(Page)

-*-

Snowden Says He Left Clues About Data He Stole, But NSA Missed Them

(Los Angeles Times/MCT) —

Fugitive whistle-blower Edward Snowden said in a magazine interview published Wednesday that he is sure his former employers at the National Security Agency are tracking his communications while in exile in Russia.

In a lengthy interview, the 31-year-old former NSA contractor wanted on U.S. charges of theft and espionage also said he would gladly return home and face prison for his disclosures on massive private data collection if that would serve to end what he sees as the U.S. intelligence agencies’ surveillance abuses.

“I told the government I’d volunteer for prison, as long as it served the right purpose,” Snowden told Wired writer James Bamford, during a series of interviews at an undisclosed hotel in Moscow. “I care more about the country than what happens to me. But we can’t allow the law to become a political weapon or agree to scare people away from standing up for their rights, no matter how good the deal. I’m not going to be part of that.”

-*-

(Data excerpts)

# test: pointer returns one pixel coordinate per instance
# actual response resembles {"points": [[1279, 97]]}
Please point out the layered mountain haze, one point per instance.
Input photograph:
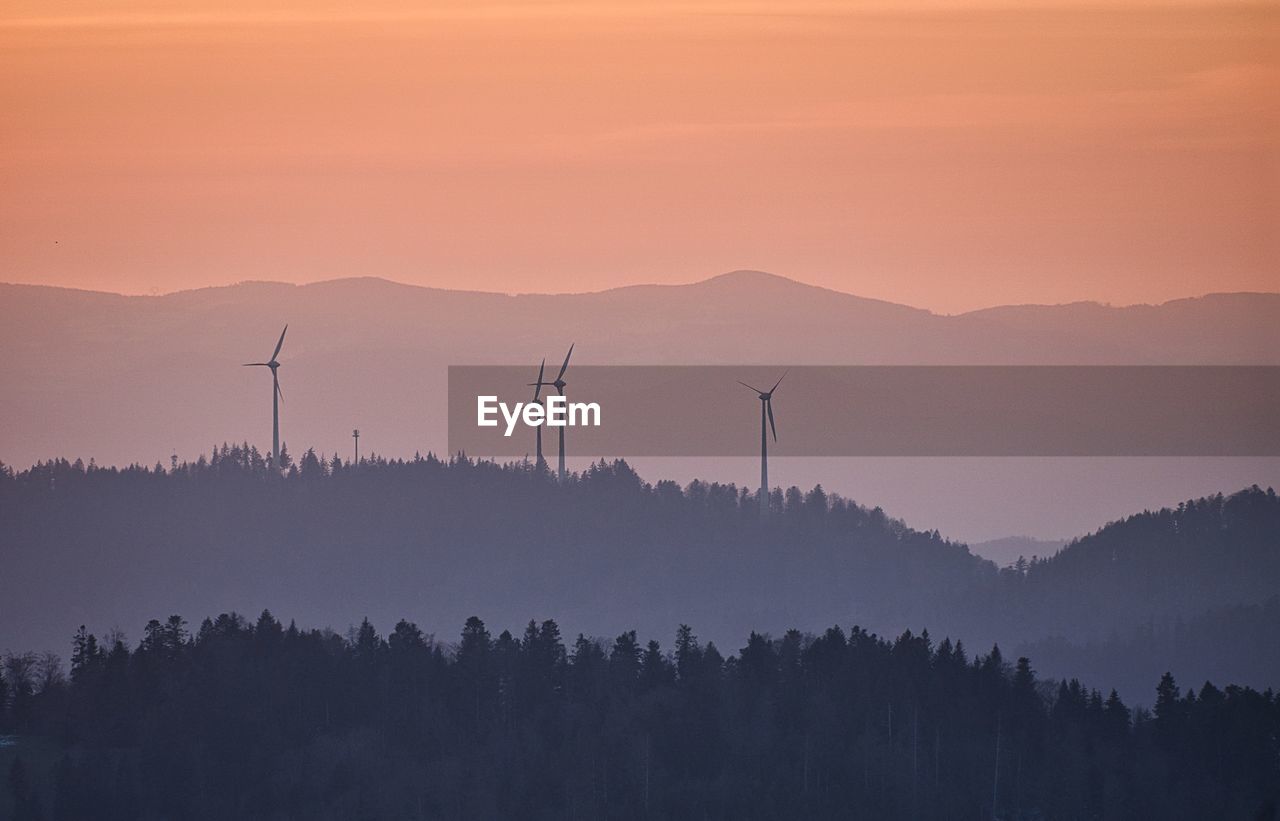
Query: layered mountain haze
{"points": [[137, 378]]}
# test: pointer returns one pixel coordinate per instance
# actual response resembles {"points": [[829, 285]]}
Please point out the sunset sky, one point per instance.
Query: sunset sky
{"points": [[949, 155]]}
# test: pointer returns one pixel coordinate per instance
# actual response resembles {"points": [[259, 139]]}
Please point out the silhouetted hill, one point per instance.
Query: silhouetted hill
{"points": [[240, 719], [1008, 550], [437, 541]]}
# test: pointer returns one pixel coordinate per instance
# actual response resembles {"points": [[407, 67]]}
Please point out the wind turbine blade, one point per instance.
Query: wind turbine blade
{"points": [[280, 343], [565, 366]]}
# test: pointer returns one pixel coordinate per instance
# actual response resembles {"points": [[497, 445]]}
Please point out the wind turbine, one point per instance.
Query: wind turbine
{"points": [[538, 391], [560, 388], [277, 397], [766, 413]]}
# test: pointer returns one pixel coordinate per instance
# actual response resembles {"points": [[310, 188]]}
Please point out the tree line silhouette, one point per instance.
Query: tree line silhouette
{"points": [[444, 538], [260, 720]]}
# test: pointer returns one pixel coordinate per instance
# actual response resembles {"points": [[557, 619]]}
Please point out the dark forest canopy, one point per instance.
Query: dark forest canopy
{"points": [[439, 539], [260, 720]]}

-*-

(Written instruction 1)
In the Snowden article, where did Wired writer James Bamford hold his series of interviews with Snowden?
(Written instruction 2)
Please duplicate the passage of the Snowden article from "Snowden Says He" up to and including "exile in Russia.".

(Written answer 1)
At an undisclosed hotel in Moscow.

(Written answer 2)
Snowden Says He Left Clues About Data He Stole, But NSA Missed Them

(Los Angeles Times/MCT) —

Fugitive whistle-blower Edward Snowden said in a magazine interview published Wednesday that he is sure his former employers at the National Security Agency are tracking his communications while in exile in Russia.